What the task asks:
In the text on climate resilience, what is the estimated cost of the East Side Coastal Resiliency Project?

Text provided:
□ □ □ □ □

We are already experiencing the increased volatility and unpredictability of our changing climate. In order to protect New Yorkers from more frequent storms and rising sea levels, we have to ensure that our infrastructure is resilient to shocks and disaster. As laid out in New Deal New York, physical infrastructure and facilities make it possible for our economy to function, and shared social infrastructure enables all of us to fully and meaningfully participate in economic and public life. The Wiley plan takes a holistic, community-oriented approach to adaptation and resilience, and sets our city on a more positive and risk-aware trajectory for the future. 


1. Invest in Resilient Waterfronts and Built Infrastructure

While the City is undertaking a number of essential and visionary resiliency plans along its waterfront, climate-resilient infrastructure investment decisions have often been overly focused on wealthy neighborhoods, and lower-income communities of color have not been similarly prioritized. The East Side Coastal Resiliency Project, for example, protects a portion of lower Manhattan from flooding at an estimated cost of $1.45 billion, but East Harlem and Hunts Point, both major flood zones, have seen almost no investment in flood protection. In order to protect our communities equitably, we must fund resiliency projects fairly. That is why the Wiley climate platform invests $3 billion in building a climate-resilient city for all New Yorkers, funding projects including flood defense infrastructure, renewable energy storage systems, and extreme heat protections, in partnership with environmental and climate justice groups working on the frontlines.

□ □ □ □ □

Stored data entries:
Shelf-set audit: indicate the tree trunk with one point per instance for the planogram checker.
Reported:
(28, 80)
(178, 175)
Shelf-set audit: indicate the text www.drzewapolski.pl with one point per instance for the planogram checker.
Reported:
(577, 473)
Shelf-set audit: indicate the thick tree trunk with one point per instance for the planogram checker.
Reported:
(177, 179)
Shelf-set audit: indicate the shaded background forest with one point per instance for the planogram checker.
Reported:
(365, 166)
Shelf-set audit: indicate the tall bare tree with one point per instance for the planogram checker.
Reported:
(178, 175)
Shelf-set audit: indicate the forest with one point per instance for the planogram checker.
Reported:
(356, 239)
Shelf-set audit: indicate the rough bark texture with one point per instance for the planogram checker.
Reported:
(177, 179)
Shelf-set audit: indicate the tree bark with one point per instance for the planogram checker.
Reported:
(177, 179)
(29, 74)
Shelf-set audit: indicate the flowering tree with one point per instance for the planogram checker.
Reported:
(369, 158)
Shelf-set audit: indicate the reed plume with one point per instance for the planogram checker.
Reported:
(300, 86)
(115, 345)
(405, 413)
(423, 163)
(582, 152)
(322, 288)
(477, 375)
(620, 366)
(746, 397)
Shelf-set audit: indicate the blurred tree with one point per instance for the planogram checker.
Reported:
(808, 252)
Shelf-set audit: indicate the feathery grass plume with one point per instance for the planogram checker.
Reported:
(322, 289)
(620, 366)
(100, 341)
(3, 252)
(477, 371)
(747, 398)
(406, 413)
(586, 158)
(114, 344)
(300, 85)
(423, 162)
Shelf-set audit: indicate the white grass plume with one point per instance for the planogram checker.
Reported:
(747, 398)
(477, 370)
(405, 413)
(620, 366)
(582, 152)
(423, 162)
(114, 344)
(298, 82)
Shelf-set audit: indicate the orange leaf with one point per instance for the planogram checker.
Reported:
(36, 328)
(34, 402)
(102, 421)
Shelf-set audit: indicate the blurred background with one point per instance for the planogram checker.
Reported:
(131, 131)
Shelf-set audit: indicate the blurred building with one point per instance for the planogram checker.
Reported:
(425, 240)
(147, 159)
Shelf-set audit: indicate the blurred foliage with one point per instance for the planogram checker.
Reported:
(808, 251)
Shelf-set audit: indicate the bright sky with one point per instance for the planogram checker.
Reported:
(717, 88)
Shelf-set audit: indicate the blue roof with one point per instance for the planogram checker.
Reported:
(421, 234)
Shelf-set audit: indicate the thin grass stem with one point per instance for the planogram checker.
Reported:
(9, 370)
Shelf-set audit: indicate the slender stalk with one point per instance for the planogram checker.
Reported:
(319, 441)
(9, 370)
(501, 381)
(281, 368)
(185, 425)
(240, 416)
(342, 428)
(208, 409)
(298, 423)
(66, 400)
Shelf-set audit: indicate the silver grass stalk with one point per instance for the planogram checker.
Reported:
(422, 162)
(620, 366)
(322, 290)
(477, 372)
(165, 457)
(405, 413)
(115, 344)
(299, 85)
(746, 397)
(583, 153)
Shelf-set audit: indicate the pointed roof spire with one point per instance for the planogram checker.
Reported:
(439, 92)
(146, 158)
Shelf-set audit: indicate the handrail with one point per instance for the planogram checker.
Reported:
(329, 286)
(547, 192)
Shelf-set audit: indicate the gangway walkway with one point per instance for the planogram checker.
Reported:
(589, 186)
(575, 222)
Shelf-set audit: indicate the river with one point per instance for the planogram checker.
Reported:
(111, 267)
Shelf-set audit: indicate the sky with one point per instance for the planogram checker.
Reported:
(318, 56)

□ □ □ □ □

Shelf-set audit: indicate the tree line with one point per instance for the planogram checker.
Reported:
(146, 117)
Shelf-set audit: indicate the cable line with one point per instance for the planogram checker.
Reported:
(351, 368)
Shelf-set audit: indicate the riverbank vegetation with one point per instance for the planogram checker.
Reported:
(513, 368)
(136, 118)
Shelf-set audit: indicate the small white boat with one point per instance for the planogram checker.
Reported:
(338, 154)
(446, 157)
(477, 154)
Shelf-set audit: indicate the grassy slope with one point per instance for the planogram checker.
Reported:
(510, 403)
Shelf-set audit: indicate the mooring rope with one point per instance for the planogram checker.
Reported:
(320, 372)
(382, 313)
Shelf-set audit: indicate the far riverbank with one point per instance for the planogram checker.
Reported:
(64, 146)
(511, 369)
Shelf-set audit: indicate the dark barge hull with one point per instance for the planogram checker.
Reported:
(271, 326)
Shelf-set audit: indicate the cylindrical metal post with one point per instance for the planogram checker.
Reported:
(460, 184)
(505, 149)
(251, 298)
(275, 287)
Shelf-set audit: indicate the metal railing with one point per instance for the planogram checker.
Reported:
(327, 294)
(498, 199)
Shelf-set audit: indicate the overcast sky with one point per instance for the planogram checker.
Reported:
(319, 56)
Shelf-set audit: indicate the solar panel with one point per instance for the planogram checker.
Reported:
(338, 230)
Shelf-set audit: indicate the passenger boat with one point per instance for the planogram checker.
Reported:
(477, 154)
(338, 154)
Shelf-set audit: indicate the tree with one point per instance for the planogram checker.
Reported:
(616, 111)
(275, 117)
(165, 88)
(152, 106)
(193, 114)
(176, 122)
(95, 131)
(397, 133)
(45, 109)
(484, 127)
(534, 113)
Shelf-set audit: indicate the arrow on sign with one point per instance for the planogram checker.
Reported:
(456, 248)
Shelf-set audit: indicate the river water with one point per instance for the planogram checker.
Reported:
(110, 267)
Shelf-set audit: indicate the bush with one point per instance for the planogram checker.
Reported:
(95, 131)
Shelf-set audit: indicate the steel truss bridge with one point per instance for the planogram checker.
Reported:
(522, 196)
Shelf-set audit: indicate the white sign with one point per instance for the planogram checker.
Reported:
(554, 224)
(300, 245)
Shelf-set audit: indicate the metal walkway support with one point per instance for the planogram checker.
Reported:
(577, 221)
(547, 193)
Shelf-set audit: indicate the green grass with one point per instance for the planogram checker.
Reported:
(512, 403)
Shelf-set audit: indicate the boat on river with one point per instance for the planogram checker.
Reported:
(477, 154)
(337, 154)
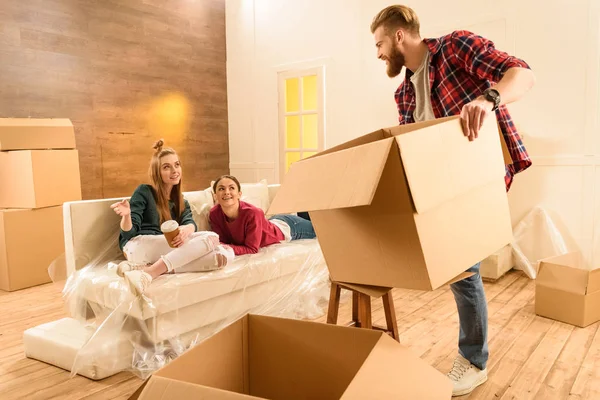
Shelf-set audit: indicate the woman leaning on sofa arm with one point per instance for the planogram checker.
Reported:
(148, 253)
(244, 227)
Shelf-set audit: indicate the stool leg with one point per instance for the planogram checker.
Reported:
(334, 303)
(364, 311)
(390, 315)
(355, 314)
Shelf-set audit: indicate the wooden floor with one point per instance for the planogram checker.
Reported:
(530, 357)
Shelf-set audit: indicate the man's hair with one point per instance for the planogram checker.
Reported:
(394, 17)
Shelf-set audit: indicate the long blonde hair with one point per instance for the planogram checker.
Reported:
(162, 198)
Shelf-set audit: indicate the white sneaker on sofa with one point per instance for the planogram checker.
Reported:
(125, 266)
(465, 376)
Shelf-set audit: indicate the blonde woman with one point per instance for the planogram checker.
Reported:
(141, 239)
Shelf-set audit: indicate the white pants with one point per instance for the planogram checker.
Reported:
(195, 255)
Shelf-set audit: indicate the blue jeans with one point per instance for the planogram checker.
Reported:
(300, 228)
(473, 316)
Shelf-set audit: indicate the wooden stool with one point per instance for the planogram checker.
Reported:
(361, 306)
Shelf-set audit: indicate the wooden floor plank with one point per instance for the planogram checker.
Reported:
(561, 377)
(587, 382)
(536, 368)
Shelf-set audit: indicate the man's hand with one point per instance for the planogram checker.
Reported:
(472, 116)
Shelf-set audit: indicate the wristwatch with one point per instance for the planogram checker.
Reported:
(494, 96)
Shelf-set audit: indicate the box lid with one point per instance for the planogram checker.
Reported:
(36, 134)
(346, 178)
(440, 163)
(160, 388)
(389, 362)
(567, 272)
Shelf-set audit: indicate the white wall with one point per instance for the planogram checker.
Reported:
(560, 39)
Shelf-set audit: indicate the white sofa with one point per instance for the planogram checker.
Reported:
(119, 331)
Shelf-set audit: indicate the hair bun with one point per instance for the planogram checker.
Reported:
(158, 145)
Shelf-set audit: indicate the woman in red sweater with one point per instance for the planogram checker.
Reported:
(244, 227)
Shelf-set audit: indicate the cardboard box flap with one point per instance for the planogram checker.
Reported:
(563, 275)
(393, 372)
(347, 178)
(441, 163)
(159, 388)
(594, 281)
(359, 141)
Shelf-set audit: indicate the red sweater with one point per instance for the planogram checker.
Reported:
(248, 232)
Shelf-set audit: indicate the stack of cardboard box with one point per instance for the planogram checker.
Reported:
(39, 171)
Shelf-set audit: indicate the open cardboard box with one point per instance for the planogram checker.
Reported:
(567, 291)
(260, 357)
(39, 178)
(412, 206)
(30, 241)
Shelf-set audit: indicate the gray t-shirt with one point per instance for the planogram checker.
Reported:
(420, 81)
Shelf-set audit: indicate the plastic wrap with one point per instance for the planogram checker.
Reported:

□ □ □ □ □

Solution to the exercise:
$1.45 billion